-- start --
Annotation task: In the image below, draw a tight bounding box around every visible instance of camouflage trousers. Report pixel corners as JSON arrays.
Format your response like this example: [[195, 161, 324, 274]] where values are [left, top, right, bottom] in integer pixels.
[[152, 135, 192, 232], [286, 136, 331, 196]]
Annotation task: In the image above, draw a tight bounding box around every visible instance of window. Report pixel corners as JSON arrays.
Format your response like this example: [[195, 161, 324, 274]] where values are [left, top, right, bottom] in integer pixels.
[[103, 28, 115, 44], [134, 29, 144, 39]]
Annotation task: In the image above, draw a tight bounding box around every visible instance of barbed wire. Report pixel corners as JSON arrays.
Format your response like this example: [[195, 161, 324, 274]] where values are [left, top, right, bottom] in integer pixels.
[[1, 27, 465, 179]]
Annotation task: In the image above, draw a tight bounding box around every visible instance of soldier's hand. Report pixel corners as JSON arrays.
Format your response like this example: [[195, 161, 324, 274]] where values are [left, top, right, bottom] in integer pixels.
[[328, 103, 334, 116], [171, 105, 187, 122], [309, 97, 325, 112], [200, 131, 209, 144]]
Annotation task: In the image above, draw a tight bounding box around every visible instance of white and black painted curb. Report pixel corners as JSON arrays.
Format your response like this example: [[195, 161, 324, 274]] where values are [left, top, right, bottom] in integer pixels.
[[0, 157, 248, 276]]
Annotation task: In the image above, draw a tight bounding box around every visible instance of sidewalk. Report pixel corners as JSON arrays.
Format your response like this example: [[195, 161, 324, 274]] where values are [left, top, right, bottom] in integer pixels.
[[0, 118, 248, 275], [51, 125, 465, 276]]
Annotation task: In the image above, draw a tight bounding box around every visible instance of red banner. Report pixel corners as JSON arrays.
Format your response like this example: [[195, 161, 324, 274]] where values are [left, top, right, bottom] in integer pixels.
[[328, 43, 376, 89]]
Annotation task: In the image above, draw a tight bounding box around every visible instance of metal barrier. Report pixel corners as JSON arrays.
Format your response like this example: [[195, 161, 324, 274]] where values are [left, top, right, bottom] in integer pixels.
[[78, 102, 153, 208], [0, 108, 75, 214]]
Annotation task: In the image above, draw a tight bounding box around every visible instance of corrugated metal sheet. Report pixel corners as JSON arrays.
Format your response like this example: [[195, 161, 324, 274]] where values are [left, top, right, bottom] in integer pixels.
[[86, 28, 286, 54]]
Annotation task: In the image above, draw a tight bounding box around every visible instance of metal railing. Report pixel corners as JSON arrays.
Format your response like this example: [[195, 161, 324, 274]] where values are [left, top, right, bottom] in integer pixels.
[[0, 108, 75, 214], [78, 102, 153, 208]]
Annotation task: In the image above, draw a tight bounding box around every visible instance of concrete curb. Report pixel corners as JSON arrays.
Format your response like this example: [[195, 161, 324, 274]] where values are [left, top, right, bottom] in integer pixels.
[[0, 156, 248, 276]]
-- end --
Print the whole listing above again, line for line, without changing a single character.

• **ANSWER TO THE EXERCISE**
Annotation task: In the image below, draw a tight bounding box around every visible instance of camouflage trousers. Report pixel corners as JSON arrays.
Format your response like this example: [[195, 161, 324, 274]] where values are [left, top, right, bottom] in integer pixels.
[[152, 135, 192, 232], [286, 136, 331, 196]]
Annotation task: In the image above, draw a tight bounding box around every visible instance of window. Report pixel corners as JSON arrays.
Format your response like this example: [[195, 161, 324, 274]] where values are [left, top, right, bottom] in integer pixels.
[[103, 28, 115, 44], [134, 29, 144, 39]]
Annotation task: In the image above, draw a tight bounding box around every visible instance of barbed wire. Report pixel corners as JSON arrays.
Format your response like this example: [[195, 161, 324, 274]] where values are [left, top, right, bottom] in integer pixels.
[[1, 27, 465, 179]]
Annotation task: In the image above, draw a tight bounding box around every visible instance of soldier's hand. Report pixel corners as JSON arrays.
Format your response like this example: [[195, 161, 324, 274]] where values are [left, top, right, bottom] in integer pixels.
[[328, 103, 334, 116], [171, 105, 187, 122], [309, 97, 325, 112], [200, 131, 209, 144]]
Annotation task: In the image above, draw a tight bounding box around every visible instance of white and black painted curb. Report pixel corners as JSON arrays.
Format your response like this example: [[195, 161, 324, 274]] where values are [left, top, right, bottom] in integer pixels.
[[0, 157, 248, 276]]
Annotation task: In the image above, draw a tight bounding box around every visible instance of sidewalk. Report pixel corners as JSON arrays.
Format your response like this example: [[195, 161, 324, 274]] where values are [left, top, right, bottom] in integer pixels.
[[0, 118, 248, 275], [51, 125, 465, 276]]
Annotation task: In the image above, draw a tight bounding box around every visible instance of red banner. Report pixel corners as JSON arrays.
Format your response like this example: [[195, 161, 324, 274]] where values are [left, top, right, bottom] in integer pixels.
[[328, 43, 376, 89]]
Annotation task: In the image above, draw a tight bounding box around every visible instance of metal barrier. Report pixel corners as JSON arrays.
Format your response like this example: [[195, 161, 324, 274]] where values are [left, top, right, bottom] in integer pixels.
[[78, 102, 153, 208], [0, 108, 75, 214]]
Annotation task: In the image above, draw a tight bounding box around every visible instance of corrugated metal sheet. Report pixel corners as JSON arrays.
Format your response like this example: [[195, 161, 324, 274]] where values are [left, top, right, bottom] in integer pixels.
[[86, 28, 286, 54]]
Annotation task: In the image above, draw a tight bounding box around every visible instance of metal railing. Report pixel corners as JSON arrays.
Format your response like this example: [[195, 161, 324, 274]] where values are [left, top, right, bottom] in integer pixels.
[[0, 108, 75, 214], [78, 102, 153, 208]]
Annotation task: In the image above, draw a tight bounding box around every visible instance of concrete curb. Report pixel corners as JSON arrays.
Format your response like this example: [[195, 161, 324, 274]] where values are [left, top, right, bottom] in integer pixels.
[[0, 156, 248, 276]]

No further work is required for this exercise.